= Excerpted text =
** BEGIN **
The author declares no conflict of interest.

## Appendix

The proofs below make use of the following definition.

**Definition**

**A1.**

Responder decision logics $\mathrm{\Theta}$ and ${\mathrm{\Theta}}^{\prime}$ are “different” (denoted by $\mathrm{\Theta}\ne {\mathrm{\Theta}}^{\prime}$) if the corresponding responder payoff matrices are different: ${\Pi}_{R}\ne {{\Pi}^{\prime}}_{R}$. Theories of mind $\mathrm{\Phi}$ and ${\mathrm{\Phi}}^{\prime}$ are “different” (denoted by $\mathrm{\Phi}\ne {\mathrm{\Phi}}^{\prime}$) if the corresponding leader payoff matrices are different: ${\Pi}_{L}\ne {{\Pi}^{\prime}}_{L}$.
** END **
= Rows =
** BEGIN **
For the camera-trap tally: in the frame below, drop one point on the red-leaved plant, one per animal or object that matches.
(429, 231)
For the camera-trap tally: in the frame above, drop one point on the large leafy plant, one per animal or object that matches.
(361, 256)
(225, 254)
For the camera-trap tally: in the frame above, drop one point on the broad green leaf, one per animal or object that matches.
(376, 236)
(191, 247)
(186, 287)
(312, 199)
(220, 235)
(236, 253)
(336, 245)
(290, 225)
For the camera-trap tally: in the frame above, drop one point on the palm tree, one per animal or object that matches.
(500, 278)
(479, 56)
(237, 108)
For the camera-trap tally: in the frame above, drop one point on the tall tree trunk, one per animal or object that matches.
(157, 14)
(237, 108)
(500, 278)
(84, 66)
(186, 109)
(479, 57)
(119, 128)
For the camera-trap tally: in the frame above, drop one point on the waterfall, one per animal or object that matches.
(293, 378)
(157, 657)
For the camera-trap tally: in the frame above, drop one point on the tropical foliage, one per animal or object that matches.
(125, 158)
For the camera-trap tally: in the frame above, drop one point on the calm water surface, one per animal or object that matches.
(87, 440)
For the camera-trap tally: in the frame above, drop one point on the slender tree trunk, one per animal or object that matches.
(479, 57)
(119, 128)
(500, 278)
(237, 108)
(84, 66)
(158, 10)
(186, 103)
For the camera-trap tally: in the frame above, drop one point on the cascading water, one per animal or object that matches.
** END **
** BEGIN **
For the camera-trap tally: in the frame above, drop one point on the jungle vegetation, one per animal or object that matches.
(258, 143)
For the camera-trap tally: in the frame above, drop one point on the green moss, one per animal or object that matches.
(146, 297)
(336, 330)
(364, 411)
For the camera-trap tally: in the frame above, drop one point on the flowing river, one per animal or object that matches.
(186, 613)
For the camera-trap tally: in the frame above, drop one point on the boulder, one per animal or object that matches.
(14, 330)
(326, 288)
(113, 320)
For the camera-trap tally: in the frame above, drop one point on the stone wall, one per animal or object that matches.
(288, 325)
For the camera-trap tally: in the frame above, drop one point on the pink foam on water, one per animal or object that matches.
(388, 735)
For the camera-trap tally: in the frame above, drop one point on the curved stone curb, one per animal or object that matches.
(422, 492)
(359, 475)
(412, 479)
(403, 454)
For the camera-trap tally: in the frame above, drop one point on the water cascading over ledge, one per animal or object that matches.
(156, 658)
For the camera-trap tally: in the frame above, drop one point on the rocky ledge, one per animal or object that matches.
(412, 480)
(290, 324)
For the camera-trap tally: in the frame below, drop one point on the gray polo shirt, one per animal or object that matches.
** END **
= Required work =
According to the definition in the appendix excerpt, when are two theories of mind considered "different"?

= Solution for this problem =
They are different when the corresponding leader payoff matrices are different.